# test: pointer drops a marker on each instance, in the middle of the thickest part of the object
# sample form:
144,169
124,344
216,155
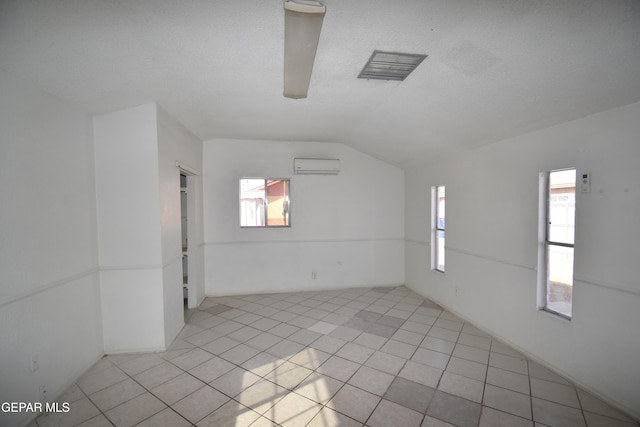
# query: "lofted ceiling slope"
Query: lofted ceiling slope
495,68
==*==
Return every line of the listing above unchanged, leaving out the pictures.

**Output**
# test: pointer drops a marker on each instance, in the middle of the thickest part of the object
# sample form:
144,169
124,344
216,155
# query: "lofted ceiling slope"
Query: lofted ceiling slope
495,68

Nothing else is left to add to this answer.